[Written exercise]
Copy the records below word for word, starting at the line containing "Task: pick out snowdrift, one" and ending at the line containing "<point>575,181</point>", with both of those lines included.

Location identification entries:
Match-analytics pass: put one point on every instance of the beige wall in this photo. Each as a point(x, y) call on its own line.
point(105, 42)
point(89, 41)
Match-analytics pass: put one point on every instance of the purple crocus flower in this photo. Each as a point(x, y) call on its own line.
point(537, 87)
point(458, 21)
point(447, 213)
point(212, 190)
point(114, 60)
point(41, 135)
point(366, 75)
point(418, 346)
* * *
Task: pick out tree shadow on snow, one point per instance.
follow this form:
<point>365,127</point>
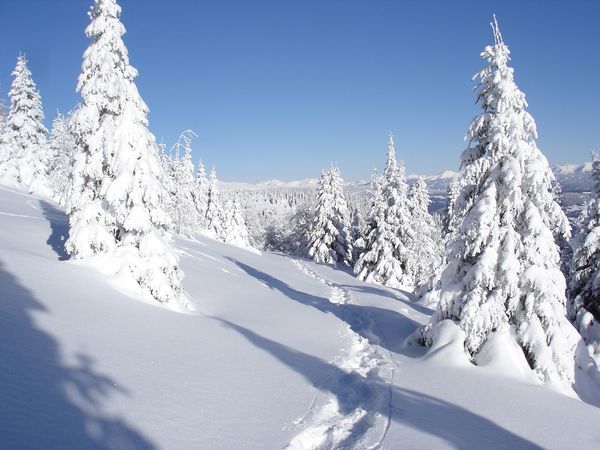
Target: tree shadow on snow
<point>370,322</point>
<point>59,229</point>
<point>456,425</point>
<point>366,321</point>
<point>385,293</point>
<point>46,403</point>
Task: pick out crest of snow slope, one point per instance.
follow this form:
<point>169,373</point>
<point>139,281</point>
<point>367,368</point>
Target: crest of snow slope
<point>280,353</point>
...
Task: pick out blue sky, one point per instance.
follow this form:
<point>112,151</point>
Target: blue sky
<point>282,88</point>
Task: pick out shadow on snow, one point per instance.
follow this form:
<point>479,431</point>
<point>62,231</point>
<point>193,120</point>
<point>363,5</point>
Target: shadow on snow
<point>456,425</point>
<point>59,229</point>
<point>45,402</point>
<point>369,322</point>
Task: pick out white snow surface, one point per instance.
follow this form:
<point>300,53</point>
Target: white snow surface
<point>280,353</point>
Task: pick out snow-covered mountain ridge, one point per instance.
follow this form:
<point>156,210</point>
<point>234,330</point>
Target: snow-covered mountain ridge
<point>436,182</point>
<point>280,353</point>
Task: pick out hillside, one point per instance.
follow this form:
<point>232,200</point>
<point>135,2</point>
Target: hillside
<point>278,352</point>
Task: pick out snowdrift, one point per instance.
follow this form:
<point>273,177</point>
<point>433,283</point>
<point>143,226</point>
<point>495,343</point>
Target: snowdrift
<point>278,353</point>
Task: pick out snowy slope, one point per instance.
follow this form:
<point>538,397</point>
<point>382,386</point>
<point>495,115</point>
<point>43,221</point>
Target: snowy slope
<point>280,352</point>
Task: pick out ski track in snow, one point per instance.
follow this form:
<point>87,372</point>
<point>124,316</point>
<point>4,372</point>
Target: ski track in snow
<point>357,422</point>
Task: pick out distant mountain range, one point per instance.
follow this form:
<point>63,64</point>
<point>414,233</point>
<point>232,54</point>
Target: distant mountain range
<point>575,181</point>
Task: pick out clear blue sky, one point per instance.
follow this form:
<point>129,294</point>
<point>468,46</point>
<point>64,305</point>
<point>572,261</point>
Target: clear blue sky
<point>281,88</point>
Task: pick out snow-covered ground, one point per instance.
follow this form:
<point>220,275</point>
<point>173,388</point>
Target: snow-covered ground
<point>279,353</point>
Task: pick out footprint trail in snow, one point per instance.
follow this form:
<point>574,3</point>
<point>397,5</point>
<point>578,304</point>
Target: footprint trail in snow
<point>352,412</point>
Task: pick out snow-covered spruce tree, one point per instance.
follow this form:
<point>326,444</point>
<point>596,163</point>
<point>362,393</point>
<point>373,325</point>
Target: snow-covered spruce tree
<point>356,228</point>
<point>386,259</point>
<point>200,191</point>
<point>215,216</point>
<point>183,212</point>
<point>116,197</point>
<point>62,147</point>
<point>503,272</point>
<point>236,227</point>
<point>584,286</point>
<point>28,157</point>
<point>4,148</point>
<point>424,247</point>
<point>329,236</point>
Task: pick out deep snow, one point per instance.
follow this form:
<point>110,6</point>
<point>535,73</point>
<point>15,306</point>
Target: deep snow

[Finished exercise]
Task: pick out snowdrift, one point per instance.
follow this form:
<point>273,177</point>
<point>433,283</point>
<point>143,226</point>
<point>495,343</point>
Target: snowdrift
<point>278,353</point>
Task: pick out snowy slope, one point per instance.
follow this form:
<point>538,397</point>
<point>382,386</point>
<point>495,115</point>
<point>43,221</point>
Target: snowy slope
<point>280,352</point>
Task: pick out ski track in snow, one point per instance.
follow this form:
<point>87,372</point>
<point>124,316</point>
<point>4,372</point>
Target: ski track in snow
<point>357,422</point>
Task: pick out distant mountain range, one point per instance.
follow this form:
<point>63,64</point>
<point>414,233</point>
<point>232,54</point>
Target: distant mountain range
<point>575,181</point>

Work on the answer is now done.